▶ _TASK SET_:
[1] Reproduce word for word everything in the Dietrich passage from "First verse in" down to "my parting breath!".
[2] In the Dietrich passage, in which film did Dietrich play "Frenchy"?
[3] Write the next part of the Dietrich passage, picking up after its final sentence.

First verse in German and English:

Die Wunde brennt, die bleichen Lippen beben,
Ich fühl’s an meines Herzens mattem Schlage,
Ich stehe an den Marken meiner Tage!
Gott, wie Du willst! Dir hab ich mich ergeben.

My deep wound burns; my pale lips quake in death
I feel my fainting heart resign its strife,
And reaching now the limit of my life,
Lord, to thy will I yield my parting breath!

After her arrival in Hollywood with Blue Angel director Josef von Sternberg, the two made a series of successful films together. Dietrich starred in such notable films as Morocco (1930), Shanghai Express (1932), Blonde Venus (1932), and The Devil is a Woman (1935). (See Dietrich’s full filmography.) After the two went their separate ways, Dietrich had a rough patch before regaining her footing once again as “Frenchy” in Destry Rides Again (1939) opposite Jimmy Stewart.

▶ _DATA FOR REVIEW_:

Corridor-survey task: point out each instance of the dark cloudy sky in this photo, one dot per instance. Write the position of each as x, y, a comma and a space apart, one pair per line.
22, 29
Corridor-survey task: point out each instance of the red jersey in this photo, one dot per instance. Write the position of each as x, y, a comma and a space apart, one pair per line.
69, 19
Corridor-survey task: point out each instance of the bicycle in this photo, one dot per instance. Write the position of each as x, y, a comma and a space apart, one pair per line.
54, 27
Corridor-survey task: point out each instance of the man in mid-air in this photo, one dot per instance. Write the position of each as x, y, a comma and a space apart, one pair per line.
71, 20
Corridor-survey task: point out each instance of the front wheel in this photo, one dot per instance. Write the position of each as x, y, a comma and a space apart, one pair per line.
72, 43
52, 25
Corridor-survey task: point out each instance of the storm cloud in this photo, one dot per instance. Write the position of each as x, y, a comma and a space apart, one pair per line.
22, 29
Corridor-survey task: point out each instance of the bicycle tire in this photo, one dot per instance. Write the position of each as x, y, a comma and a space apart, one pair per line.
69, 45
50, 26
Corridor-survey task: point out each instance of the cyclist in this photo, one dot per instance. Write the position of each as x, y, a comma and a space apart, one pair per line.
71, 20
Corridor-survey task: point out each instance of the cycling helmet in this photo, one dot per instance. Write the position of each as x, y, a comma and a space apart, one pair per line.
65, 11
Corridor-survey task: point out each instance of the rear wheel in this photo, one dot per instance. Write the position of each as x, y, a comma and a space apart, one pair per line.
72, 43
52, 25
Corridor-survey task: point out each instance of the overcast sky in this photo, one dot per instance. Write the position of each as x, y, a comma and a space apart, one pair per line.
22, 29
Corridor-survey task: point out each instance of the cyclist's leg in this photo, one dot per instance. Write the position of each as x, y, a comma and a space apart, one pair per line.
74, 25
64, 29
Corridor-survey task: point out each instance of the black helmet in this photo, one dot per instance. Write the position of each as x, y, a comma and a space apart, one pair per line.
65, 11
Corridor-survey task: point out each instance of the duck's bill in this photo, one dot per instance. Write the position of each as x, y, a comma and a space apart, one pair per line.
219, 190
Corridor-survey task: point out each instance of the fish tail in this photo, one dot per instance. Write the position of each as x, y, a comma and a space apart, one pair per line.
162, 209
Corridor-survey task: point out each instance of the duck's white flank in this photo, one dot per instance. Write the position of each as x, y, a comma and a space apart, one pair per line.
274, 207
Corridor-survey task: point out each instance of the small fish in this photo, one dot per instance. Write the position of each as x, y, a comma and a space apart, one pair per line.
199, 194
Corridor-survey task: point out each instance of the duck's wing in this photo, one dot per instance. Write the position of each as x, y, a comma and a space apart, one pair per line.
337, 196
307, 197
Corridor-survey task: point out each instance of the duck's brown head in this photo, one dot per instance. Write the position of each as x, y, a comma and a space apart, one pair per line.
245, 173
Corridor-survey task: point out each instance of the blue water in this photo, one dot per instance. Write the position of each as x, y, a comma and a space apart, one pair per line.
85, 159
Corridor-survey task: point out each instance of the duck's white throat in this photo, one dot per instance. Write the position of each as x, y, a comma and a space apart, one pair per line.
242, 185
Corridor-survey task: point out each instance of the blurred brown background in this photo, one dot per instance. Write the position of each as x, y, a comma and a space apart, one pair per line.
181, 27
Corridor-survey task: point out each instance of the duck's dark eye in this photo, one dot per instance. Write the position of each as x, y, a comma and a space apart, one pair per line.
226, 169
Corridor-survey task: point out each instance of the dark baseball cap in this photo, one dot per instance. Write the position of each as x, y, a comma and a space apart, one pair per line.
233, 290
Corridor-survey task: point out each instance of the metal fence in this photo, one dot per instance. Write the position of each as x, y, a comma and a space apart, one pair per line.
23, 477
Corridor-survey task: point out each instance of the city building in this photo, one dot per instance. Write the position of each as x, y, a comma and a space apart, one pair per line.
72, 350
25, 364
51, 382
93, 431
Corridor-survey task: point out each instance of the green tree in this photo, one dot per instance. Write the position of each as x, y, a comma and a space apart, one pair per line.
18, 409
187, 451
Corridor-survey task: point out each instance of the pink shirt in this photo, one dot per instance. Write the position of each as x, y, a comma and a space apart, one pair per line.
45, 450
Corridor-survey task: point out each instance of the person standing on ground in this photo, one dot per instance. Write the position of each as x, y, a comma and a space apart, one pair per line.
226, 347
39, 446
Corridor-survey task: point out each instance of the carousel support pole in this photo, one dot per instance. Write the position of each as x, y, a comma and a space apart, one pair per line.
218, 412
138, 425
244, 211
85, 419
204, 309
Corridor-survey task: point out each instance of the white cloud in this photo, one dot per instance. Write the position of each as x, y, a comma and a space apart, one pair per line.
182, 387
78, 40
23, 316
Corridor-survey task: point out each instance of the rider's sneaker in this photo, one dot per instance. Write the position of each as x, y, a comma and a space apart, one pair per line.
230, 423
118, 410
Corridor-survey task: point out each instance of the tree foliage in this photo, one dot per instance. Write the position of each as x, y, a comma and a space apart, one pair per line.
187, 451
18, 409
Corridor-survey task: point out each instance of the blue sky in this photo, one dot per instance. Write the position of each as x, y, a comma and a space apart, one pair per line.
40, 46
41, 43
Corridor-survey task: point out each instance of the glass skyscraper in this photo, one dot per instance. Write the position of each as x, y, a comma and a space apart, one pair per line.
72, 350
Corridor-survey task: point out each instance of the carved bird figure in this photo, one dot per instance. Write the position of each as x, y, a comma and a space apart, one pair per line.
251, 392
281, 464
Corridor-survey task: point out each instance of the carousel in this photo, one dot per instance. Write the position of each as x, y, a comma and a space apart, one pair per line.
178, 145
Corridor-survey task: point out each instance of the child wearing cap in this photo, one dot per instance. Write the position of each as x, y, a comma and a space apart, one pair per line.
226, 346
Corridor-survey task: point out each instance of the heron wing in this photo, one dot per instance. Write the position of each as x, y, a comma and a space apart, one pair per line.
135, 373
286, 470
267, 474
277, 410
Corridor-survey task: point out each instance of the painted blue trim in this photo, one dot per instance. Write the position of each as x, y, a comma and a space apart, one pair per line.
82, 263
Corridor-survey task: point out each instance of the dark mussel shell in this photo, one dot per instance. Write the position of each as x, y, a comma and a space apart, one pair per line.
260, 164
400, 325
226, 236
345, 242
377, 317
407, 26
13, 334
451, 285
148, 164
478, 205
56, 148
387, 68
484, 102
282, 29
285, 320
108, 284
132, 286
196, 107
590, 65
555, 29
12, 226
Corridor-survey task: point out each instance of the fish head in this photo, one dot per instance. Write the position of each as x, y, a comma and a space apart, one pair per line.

▶ _RESULTS FOR EACH TASK_:
[1]
First verse in German and English:

Die Wunde brennt, die bleichen Lippen beben,
Ich fühl’s an meines Herzens mattem Schlage,
Ich stehe an den Marken meiner Tage!
Gott, wie Du willst! Dir hab ich mich ergeben.

My deep wound burns; my pale lips quake in death
I feel my fainting heart resign its strife,
And reaching now the limit of my life,
Lord, to thy will I yield my parting breath!

[2] Destry Rides Again (1939), opposite Jimmy Stewart.

[3]
Dietrich and GI
Marlene Dietrich autographs the cast on the leg of Tech 4 Earl E. McFarland at an American hospital in Belgium, where she was entertaining the troops in 1944. PHOTO: National Archives

As a USO entertainer in World War II, often in uniform and near the front, Marlene displayed her devotion to her adopted country. (Dietrich became a US citizen in 1939.) She seemed to thrive on entertaining the troops and cavorting about in uniform. But this patriotic act was perceived by many in her native land as treason (ignoring the fact that Dietrich was anti-Nazi, not anti-German). In 1947 Marlene Dietrich received the US Medal of Freedom for her war efforts.

In 1960, for the first time since leaving Germany 30 years before, she performed on stage in her hometown of Berlin. She drew a mixed reaction of adulation and “Marlene Go Home!” As a result, she firmly refused to return to Germany until after her death. (“The Germans and I no longer speak the same language.”)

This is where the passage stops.